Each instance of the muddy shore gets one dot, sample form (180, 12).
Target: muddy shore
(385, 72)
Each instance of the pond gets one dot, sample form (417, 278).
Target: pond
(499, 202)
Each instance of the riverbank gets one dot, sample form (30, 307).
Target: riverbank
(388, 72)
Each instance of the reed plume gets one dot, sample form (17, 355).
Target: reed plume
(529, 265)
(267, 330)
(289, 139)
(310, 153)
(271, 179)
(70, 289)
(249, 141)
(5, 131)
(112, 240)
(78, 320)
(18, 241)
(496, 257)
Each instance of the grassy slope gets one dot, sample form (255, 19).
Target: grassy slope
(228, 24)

________

#### Do this:
Present everything from the line containing "Each instance of the riverbank" down to the end of the records, including both the starting line and the final line, as a Markdown table. Use the columns Row and Line, number each row, and leave out any blank lines.

#### Exercise answer:
| Row | Line |
|---|---|
| 1 | Each instance of the riverbank gets one dot, sample form (30, 307). |
| 2 | Target: riverbank |
| 3 | (388, 72) |
| 4 | Each instance of the reed plume gets one dot, sample form (17, 355). |
| 5 | Target: reed plume |
| 6 | (529, 265) |
| 7 | (267, 330) |
| 8 | (289, 139) |
| 9 | (310, 153) |
| 10 | (271, 179) |
| 11 | (70, 289) |
| 12 | (249, 141) |
| 13 | (5, 131) |
| 14 | (112, 240) |
| 15 | (78, 320) |
| 16 | (18, 241) |
| 17 | (496, 257) |
| 18 | Each instance of the grassy slope gets one dot, sample form (255, 19). |
| 19 | Target: grassy slope |
| 20 | (228, 24) |